= What is asked =
Convert the entries below into a JSON list of strings, one string per line, with blank lines dropped and the pictures left out.

= Mask labeling examples =
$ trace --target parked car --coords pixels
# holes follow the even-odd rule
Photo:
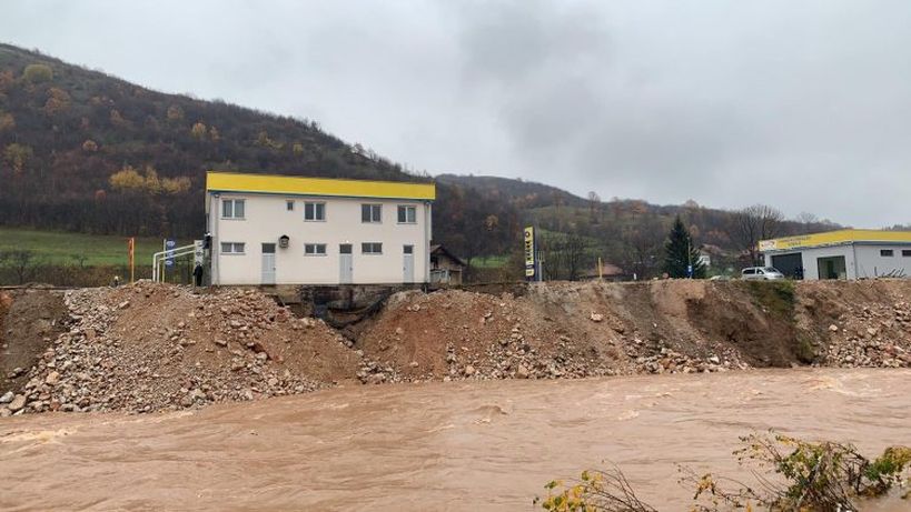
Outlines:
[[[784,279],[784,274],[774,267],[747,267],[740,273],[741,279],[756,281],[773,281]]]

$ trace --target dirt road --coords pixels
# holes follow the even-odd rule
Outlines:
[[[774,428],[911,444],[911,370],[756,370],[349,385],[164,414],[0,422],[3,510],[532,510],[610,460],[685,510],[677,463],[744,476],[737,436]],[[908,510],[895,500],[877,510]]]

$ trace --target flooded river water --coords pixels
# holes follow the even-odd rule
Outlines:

= Written solution =
[
  "$ trace --target parked car --coords pixels",
  "# holes follow the even-odd rule",
  "Photo:",
  "Outlines:",
  "[[[784,279],[784,274],[774,267],[747,267],[740,273],[741,279],[756,281],[773,281]]]",
  "$ trace --target dirt road --coords pixels",
  "# holes follow the even-odd rule",
  "Outlines:",
  "[[[774,428],[911,444],[911,370],[756,370],[349,385],[164,414],[0,422],[3,510],[532,510],[610,460],[685,510],[677,463],[744,476],[737,436]],[[908,510],[895,500],[877,510]]]",
  "$ trace --target flooded river water --coords pixels",
  "# holes follow the even-odd rule",
  "Outlines:"
]